[Opening Material shown section]

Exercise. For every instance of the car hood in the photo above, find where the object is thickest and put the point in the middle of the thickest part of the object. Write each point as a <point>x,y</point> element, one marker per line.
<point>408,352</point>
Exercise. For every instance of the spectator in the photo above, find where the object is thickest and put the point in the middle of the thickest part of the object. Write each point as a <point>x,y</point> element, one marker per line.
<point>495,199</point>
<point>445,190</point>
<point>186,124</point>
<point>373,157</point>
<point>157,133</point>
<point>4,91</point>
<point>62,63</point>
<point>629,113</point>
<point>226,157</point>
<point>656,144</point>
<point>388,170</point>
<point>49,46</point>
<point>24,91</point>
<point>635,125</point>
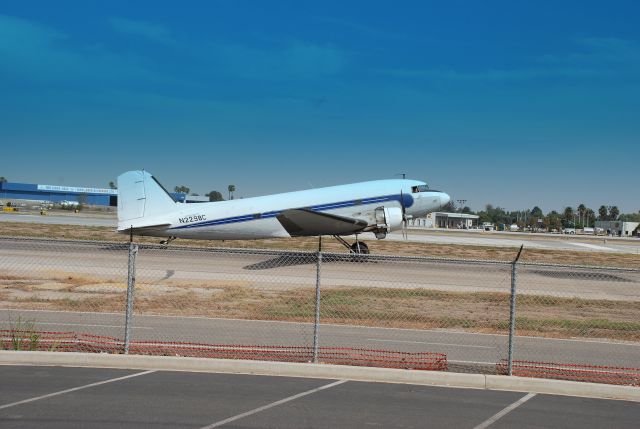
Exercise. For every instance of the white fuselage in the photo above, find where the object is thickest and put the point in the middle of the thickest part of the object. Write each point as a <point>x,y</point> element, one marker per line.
<point>255,218</point>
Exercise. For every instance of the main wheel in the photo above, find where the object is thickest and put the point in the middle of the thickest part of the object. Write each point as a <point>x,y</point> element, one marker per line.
<point>360,248</point>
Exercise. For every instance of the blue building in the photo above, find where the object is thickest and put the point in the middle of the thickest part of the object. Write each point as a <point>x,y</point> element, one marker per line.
<point>54,193</point>
<point>83,195</point>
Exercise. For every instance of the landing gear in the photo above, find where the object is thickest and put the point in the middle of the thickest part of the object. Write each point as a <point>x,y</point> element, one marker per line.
<point>358,247</point>
<point>167,241</point>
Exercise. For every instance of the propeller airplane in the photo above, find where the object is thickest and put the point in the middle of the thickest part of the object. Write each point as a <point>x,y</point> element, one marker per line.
<point>146,208</point>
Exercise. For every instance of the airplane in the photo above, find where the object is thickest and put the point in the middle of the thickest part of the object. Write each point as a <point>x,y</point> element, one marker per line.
<point>146,208</point>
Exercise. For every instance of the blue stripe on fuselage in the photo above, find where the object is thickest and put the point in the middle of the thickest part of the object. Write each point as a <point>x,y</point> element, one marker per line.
<point>408,202</point>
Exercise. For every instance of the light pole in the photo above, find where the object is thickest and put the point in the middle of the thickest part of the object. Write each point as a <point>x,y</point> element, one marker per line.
<point>461,203</point>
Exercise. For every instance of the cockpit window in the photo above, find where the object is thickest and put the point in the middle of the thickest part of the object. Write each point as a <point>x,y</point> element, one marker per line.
<point>420,188</point>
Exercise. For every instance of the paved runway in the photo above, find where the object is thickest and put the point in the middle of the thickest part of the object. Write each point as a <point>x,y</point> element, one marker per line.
<point>493,239</point>
<point>465,351</point>
<point>293,270</point>
<point>56,397</point>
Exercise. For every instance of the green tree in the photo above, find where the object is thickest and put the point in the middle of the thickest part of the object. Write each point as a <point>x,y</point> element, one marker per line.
<point>614,212</point>
<point>590,217</point>
<point>582,209</point>
<point>215,196</point>
<point>553,221</point>
<point>537,212</point>
<point>602,213</point>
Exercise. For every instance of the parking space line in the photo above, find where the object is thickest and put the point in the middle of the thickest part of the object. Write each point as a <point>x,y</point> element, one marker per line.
<point>428,343</point>
<point>73,389</point>
<point>505,411</point>
<point>80,324</point>
<point>273,404</point>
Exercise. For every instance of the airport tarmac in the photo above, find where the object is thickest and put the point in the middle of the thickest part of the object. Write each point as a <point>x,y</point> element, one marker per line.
<point>473,238</point>
<point>465,351</point>
<point>290,270</point>
<point>67,397</point>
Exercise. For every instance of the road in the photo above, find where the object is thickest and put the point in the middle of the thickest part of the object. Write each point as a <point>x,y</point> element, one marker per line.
<point>283,270</point>
<point>58,397</point>
<point>269,270</point>
<point>465,351</point>
<point>493,239</point>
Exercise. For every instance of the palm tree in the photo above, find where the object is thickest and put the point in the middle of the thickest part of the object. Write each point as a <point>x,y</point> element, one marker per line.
<point>614,212</point>
<point>568,215</point>
<point>602,213</point>
<point>582,209</point>
<point>589,216</point>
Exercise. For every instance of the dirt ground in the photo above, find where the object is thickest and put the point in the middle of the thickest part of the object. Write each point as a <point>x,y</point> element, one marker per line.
<point>407,308</point>
<point>382,247</point>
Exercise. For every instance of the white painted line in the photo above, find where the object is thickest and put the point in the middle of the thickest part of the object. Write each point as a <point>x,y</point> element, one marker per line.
<point>491,420</point>
<point>62,392</point>
<point>432,344</point>
<point>273,404</point>
<point>593,246</point>
<point>82,324</point>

[Closing Material shown section]

Return the line that contains "Exercise. For every instance of the dirt", along with every line after it in the data above, exactly and with nothing else.

[Result of the task]
Exercise. For every instance of the dirt ground in the photo above, find where the object is thickest and put the point in the middle of the thickest part of the object. Write each point as a <point>x,y</point> element, one marker per line.
<point>407,308</point>
<point>382,247</point>
Exercise. For every instance of the white painted line in the photo above, find where the object is thickest and put the point in the middle of the thickest part of the object. Write each point as a <point>x,y</point> element, one marker per line.
<point>491,420</point>
<point>62,392</point>
<point>432,344</point>
<point>273,404</point>
<point>593,246</point>
<point>82,324</point>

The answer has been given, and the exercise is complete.